Problems and tasks:
(a) Translate the sentence "Waiting for 100% certainty will result in an empty architecture." from the architecture blog excerpt into French.
(b) Rewrite the records from their first line through the line that contains "28 123 L 17", replacing "instance" with "occurrence" and keeping everything else the same. Leave the pictures out.

--- Start of Text passage ---

It is of course possible to slim down an architecture with too much detail, but in practice this doesn't happen as often as it should. It is much easier to add material to a document than to subtract it, so over time the documents get longer and harder to read.

***

Following our debate on Twitter, @EnterprisingA reformulates his mantra to specify architectural decisions only. "If you know it is the right architectural choice, add it to your architecture. If you think you know it is, add that too." Surely I can't disagree with the proposition that "architectural decisions should be in the architecture", can I?

Actually I do. Sometimes the best architectural decision is to leave something out of the architecture, to leave something deliberately open and unspecified, underdetermined rather than overdetermined. This is a principle of just-enough architecture, or Zen architecture. Sometimes less is more.

4 comments:

  1. In response and for clarity:

    Richard provides a reasonable summary of the discussion and finishes, I believe in a reasonable position of accord between our viewpoints (although I am not necessarily fully in agreement with the final conclusion).

    To clear up a few misunderstandings arising from the twitter 140 char limit:

    Firstly, the original mantra was kept short and snappy, and this led to an initial misunderstanding, which I believe drove much of the remaining conversation. My retweeting of the mantra was not a correction as such, but a clarification of original meaning for Richard's benefit.

    I do not at any level propose that an architecture is a dumping ground for general knowledge. What I do believe, however, is that a great problem in architecture is that many architects are unwilling to include something in their architecture that they are not 100% confident in for fear of criticism. One of the basic premises of architecture is that we must be able to work with uncertainty and provide an increased confidence in the direction of travel. Waiting for 100% certainty will result in an empty architecture. It is this issue on which the mantra focuses.

--- End of Text passage ---
--- Start of Raw records ---

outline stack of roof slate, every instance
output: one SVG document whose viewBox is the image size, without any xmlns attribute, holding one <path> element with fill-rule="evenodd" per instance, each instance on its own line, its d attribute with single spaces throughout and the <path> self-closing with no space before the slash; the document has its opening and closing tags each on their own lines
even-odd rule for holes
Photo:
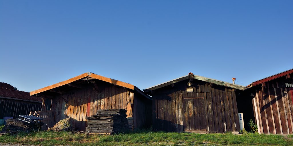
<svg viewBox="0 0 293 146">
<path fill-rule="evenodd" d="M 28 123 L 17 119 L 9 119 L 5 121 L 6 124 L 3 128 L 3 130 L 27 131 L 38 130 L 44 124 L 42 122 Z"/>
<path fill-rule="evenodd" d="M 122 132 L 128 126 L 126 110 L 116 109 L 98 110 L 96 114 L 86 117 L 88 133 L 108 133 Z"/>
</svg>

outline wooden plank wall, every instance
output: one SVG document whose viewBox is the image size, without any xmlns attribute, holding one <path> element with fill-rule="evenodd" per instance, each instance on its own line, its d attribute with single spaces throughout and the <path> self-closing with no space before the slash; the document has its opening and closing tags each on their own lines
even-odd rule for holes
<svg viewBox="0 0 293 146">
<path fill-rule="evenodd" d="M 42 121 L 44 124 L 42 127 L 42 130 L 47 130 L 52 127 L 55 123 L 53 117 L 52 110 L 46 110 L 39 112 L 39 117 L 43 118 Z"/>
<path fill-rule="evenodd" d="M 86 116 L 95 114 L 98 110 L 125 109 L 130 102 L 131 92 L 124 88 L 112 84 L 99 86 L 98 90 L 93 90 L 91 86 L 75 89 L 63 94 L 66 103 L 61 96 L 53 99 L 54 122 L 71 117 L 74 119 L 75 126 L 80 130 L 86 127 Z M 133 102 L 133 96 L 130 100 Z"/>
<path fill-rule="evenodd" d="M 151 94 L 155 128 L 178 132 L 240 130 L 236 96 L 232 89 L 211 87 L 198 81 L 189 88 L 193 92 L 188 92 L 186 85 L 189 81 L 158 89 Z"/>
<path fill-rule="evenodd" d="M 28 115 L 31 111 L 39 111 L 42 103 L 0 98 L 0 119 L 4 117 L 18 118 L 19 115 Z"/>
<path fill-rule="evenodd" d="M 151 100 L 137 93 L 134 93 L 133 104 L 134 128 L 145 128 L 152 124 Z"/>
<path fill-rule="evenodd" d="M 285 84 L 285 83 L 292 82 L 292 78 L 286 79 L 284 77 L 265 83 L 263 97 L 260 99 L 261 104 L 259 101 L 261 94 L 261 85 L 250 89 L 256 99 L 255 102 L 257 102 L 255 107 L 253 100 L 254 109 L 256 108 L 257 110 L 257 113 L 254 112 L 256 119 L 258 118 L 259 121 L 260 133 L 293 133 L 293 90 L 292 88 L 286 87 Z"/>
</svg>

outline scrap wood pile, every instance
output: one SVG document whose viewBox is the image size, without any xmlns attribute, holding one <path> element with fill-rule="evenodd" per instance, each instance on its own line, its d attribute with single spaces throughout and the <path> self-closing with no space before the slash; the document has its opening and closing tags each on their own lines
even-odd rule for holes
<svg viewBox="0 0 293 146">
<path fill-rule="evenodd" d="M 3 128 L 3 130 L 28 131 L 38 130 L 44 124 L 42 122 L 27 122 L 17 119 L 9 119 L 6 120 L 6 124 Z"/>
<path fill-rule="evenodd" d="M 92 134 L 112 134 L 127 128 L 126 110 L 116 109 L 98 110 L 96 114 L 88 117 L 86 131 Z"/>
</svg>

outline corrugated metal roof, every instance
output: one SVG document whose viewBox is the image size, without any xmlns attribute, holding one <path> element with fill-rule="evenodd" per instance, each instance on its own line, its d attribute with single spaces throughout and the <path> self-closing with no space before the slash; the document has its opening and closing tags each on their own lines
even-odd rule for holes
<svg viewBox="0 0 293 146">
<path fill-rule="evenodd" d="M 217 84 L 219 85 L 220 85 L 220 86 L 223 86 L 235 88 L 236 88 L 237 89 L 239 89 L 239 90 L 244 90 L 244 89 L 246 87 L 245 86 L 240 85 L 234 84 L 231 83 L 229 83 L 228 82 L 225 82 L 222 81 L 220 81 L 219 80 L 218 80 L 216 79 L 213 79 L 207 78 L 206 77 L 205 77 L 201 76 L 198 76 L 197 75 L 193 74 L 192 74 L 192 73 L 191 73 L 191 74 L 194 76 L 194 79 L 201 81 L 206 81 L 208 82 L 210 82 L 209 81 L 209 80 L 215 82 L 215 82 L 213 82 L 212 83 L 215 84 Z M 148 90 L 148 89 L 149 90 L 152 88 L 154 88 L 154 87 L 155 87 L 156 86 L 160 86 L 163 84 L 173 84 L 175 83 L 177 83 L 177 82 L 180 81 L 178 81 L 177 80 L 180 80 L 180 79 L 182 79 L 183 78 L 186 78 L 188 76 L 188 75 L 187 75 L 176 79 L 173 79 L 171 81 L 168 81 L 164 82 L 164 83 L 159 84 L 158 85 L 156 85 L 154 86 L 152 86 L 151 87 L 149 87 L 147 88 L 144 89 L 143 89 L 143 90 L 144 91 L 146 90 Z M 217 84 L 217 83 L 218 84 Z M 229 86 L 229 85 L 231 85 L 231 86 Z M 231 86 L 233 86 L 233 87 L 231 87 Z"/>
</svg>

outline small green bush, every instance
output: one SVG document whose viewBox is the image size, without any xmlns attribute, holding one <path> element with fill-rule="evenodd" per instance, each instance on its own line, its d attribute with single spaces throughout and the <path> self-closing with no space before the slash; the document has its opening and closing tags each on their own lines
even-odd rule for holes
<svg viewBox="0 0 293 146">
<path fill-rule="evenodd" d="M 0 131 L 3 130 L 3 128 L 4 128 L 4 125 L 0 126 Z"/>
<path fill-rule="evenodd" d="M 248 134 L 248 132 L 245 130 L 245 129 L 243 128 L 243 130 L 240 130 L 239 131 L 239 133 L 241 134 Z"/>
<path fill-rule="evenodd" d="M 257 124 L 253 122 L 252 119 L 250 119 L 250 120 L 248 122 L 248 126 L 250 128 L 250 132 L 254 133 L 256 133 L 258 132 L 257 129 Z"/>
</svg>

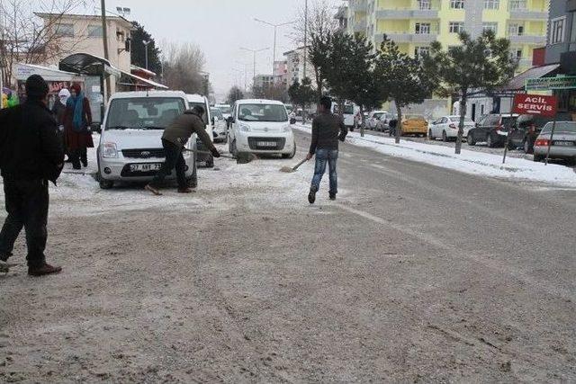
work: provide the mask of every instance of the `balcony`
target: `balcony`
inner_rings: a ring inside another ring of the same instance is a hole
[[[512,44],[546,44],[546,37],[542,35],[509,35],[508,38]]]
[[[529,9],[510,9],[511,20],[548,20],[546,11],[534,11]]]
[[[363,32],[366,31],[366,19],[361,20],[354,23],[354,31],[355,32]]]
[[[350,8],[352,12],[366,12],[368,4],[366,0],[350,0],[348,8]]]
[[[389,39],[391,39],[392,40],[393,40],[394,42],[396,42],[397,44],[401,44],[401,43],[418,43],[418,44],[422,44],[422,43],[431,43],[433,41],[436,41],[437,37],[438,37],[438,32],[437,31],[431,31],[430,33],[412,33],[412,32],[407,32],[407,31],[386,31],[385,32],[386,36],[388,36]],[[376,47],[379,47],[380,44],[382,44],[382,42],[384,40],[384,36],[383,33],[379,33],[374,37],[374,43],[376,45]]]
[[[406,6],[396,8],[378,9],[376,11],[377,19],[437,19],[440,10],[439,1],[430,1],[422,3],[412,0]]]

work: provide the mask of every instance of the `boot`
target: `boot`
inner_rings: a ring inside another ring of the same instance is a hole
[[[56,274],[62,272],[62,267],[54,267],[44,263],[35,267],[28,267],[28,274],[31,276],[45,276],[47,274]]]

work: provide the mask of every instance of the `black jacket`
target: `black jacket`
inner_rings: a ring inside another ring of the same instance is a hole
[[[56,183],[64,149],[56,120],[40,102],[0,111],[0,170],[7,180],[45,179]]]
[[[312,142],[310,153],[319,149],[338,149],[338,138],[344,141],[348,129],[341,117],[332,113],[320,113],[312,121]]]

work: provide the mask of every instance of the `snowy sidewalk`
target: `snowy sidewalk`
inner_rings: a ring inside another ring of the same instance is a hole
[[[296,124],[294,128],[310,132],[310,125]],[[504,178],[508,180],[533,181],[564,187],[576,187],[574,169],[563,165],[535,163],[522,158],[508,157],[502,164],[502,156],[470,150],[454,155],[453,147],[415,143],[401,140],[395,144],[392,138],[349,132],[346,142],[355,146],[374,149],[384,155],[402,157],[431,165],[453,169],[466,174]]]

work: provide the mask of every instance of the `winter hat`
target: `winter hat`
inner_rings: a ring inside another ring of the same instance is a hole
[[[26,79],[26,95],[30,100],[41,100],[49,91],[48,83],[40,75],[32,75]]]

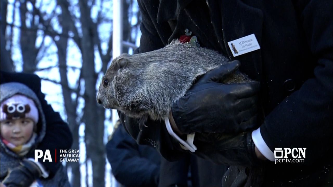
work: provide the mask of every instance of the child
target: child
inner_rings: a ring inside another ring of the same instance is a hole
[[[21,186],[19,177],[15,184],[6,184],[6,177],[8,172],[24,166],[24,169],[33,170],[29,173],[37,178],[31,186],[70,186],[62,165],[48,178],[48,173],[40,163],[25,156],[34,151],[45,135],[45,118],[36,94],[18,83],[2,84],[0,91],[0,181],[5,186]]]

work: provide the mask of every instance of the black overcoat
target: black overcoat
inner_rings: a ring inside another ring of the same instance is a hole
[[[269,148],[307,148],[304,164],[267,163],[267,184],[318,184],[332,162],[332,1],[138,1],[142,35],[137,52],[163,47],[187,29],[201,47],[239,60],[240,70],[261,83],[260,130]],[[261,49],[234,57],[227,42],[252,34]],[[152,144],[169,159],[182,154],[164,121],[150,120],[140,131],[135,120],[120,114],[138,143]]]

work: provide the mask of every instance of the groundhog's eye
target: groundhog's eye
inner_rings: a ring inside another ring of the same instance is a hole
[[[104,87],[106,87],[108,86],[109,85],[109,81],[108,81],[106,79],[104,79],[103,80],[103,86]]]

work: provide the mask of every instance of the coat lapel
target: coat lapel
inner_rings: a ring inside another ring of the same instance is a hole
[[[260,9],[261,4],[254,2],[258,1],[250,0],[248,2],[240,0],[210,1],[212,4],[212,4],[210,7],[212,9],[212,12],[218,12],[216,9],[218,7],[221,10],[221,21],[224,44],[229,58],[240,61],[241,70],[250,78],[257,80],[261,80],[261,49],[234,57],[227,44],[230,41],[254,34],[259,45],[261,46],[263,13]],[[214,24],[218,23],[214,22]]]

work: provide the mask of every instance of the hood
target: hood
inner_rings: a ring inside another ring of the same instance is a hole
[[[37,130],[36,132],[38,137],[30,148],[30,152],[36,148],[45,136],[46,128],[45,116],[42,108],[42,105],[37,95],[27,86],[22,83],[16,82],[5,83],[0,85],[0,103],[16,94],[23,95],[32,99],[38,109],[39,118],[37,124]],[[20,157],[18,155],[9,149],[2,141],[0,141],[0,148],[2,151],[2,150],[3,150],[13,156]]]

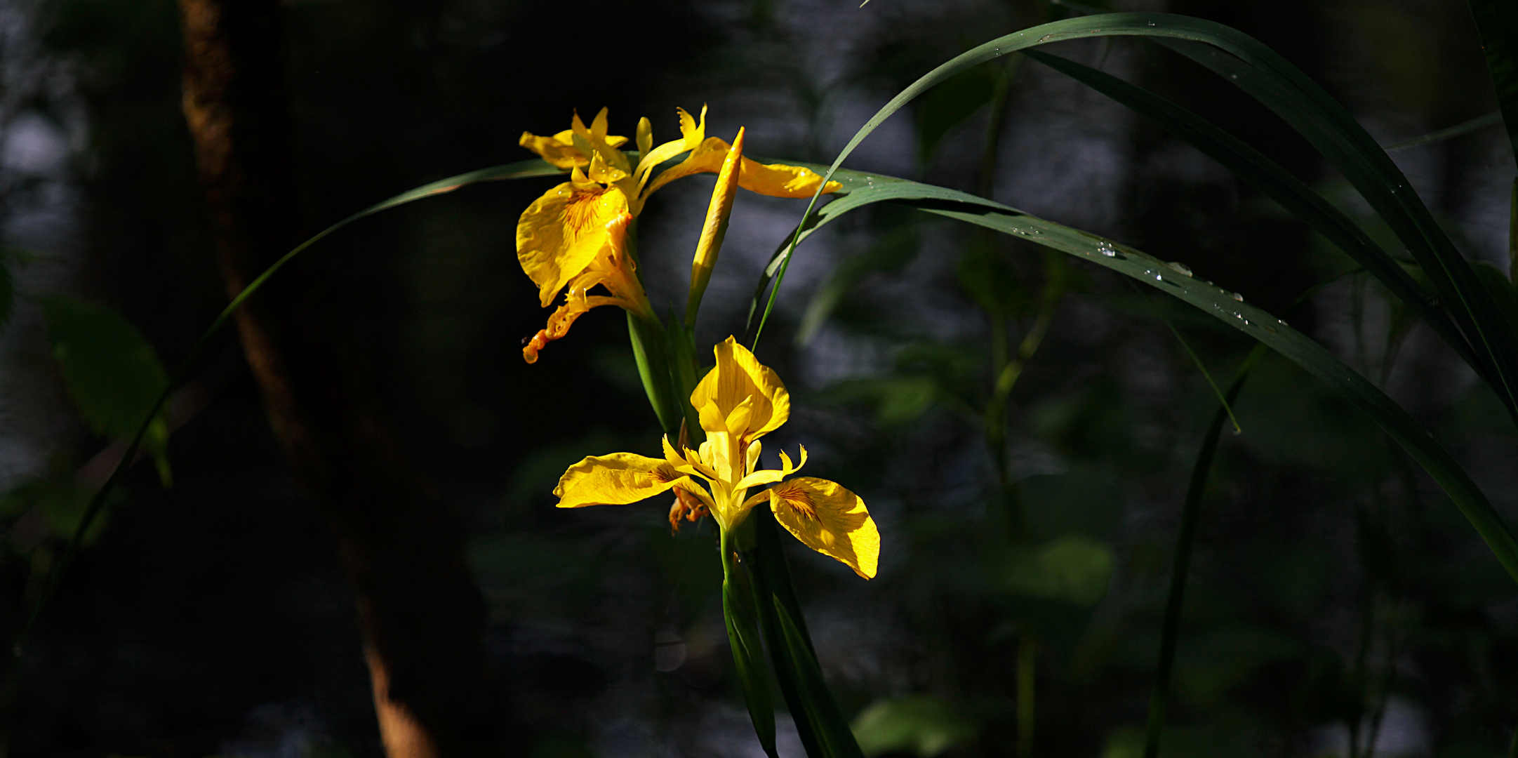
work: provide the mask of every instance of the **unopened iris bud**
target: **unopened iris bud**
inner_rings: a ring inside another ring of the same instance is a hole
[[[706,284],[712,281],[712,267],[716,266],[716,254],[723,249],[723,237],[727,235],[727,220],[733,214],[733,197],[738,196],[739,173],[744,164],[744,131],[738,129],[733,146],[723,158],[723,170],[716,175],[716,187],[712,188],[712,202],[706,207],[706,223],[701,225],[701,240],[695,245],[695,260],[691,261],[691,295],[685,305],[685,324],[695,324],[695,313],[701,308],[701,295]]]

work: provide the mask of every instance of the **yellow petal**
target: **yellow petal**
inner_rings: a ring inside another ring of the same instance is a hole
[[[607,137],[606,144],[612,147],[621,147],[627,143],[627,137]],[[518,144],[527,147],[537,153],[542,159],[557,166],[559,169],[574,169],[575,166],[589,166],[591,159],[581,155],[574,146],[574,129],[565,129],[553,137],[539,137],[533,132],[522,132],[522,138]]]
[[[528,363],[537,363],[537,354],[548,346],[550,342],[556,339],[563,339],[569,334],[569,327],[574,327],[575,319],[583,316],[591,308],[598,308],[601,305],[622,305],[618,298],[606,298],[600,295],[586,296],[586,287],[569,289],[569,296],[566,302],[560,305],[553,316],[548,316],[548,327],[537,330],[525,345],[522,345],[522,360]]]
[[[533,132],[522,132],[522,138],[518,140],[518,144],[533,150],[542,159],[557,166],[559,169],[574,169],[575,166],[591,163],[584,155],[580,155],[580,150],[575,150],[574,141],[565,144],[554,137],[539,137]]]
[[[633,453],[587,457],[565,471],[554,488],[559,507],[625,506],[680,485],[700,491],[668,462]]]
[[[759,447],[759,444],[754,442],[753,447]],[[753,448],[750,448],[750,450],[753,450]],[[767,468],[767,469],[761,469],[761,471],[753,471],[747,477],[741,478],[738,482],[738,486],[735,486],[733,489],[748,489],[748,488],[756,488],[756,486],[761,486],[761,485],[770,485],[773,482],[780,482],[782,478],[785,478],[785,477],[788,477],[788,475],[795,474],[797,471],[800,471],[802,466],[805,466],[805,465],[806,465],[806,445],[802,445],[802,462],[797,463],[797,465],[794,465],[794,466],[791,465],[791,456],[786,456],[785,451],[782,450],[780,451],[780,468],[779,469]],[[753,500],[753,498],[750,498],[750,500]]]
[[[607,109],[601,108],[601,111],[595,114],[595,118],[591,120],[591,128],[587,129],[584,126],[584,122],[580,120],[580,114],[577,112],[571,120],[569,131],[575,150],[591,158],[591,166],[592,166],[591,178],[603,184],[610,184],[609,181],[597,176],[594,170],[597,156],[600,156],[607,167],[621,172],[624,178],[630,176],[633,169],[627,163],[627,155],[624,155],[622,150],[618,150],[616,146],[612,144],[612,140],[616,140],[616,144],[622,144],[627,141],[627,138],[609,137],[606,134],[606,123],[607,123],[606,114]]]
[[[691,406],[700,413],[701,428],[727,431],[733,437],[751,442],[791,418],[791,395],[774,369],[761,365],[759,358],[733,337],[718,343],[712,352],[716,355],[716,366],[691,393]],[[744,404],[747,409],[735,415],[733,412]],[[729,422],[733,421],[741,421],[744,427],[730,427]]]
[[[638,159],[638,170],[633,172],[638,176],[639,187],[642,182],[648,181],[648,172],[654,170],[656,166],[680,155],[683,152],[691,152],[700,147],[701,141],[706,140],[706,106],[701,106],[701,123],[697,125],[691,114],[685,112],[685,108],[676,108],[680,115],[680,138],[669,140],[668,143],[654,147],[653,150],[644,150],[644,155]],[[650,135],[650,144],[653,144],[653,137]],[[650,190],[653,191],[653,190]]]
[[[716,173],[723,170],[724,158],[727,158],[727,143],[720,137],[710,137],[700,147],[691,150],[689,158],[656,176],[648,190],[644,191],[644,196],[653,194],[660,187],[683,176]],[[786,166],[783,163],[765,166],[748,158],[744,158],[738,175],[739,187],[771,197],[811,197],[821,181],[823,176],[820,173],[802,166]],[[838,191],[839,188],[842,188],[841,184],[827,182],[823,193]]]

--- End of Raw records ---

Solutions per task:
(a) Attendre une certitude à 100 % aboutira à une architecture vide.

(b)
outline stack of roof slate, every occurrence
output: one SVG document whose viewBox is the image size, without any xmlns attribute, holding one <path> element with fill-rule="evenodd" per occurrence, each occurrence on its own line, its d attribute with single spaces throughout and the <path> self-closing with no space before the slash; the document has its opening and closing tags each on their own lines
even-odd rule for holes
Photo:
<svg viewBox="0 0 293 146">
<path fill-rule="evenodd" d="M 28 123 L 17 119 L 9 119 L 5 121 L 6 124 L 3 128 L 3 130 L 27 131 L 38 130 L 44 124 L 42 122 Z"/>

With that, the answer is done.